▶ **TEXTAUSZUG**
1630/A(E) XXVII. GP

Eingebracht am 19.05.2021
Dieser Text wurde elektronisch übermittelt. Abweichungen vom Original sind möglich.

ENTSCHLIESSUNGSANTRAG

 

 

der Abgeordneten Petra Vorderwinkler,

Genossinnen und Genossen

 

 

betreffend Schlüsselrolle von Schulen beim Thema Gewaltschutz

 

In Österreich wurden in den letzten 4 Monaten 14 Frauen von ihrem Partner oder Ex-Partner ermordert. 2020 wurden laut polizeilicher Kriminalstatistik 31 Frauen – häufig von ihren (Ex-) Partnern oder Familienmitgliedern – ermordet. Davor gab es im Jahr 2018 sogar einen Höchststand von 41 Morden an Frauen. Zum Vergleich: 2014 wurden 19 Frauen umgebracht. Es kam also in diesem Zeitraum zu mehr als einer Verdoppelung der ermordeten Frauen – ein trauriger Rekord.

▶ **BEREITGESTELLTES MATERIAL**
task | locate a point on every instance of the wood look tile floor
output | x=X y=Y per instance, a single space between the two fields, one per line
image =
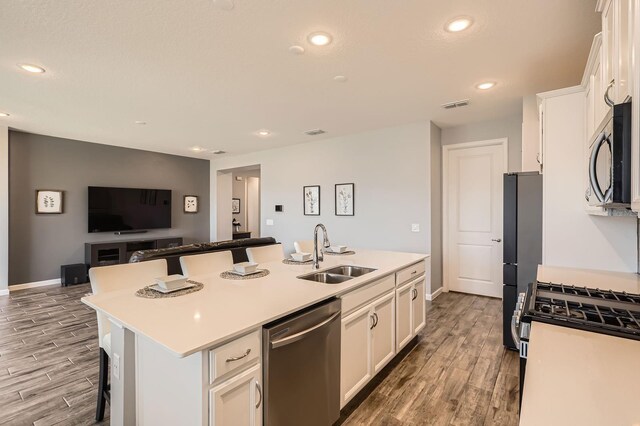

▶ **ZU BEARBEITENDE AUFGABEN**
(a) Übernehmen Sie aus dem Entschließungsantrag den Abschnitt von „betreffend Schlüsselrolle von“ bis „ein trauriger Rekord.“ wortgetreu.
(b) Welche Zahl an Morden an Frauen nennt der Entschließungsantrag für das Jahr 2018?
(c) Prüfen Sie anhand des Entschließungsantrags, ob die folgenden Aussagen zutreffen: (i) Der Antrag wurde am 19.05.2021 eingebracht. (ii) Im Jahr 2014 wurden 31 Frauen umgebracht. (iii) Der Antrag befasst sich mit der Rolle von Schulen beim Thema Gewaltschutz.
Das bereitgestellte Material wird hier nicht gebraucht.

▶ **VOLLSTÄNDIGE LÖSUNGEN**
(a)
betreffend Schlüsselrolle von Schulen beim Thema Gewaltschutz

 

In Österreich wurden in den letzten 4 Monaten 14 Frauen von ihrem Partner oder Ex-Partner ermordert. 2020 wurden laut polizeilicher Kriminalstatistik 31 Frauen – häufig von ihren (Ex-) Partnern oder Familienmitgliedern – ermordet. Davor gab es im Jahr 2018 sogar einen Höchststand von 41 Morden an Frauen. Zum Vergleich: 2014 wurden 19 Frauen umgebracht. Es kam also in diesem Zeitraum zu mehr als einer Verdoppelung der ermordeten Frauen – ein trauriger Rekord.

(b) Für 2018 nennt er 41 Morde an Frauen, einen Höchststand.

(c)
(i) Ja: „Eingebracht am 19.05.2021“.
(ii) Nein: „Zum Vergleich: 2014 wurden 19 Frauen umgebracht.“
(iii) Ja: „betreffend Schlüsselrolle von Schulen beim Thema Gewaltschutz“.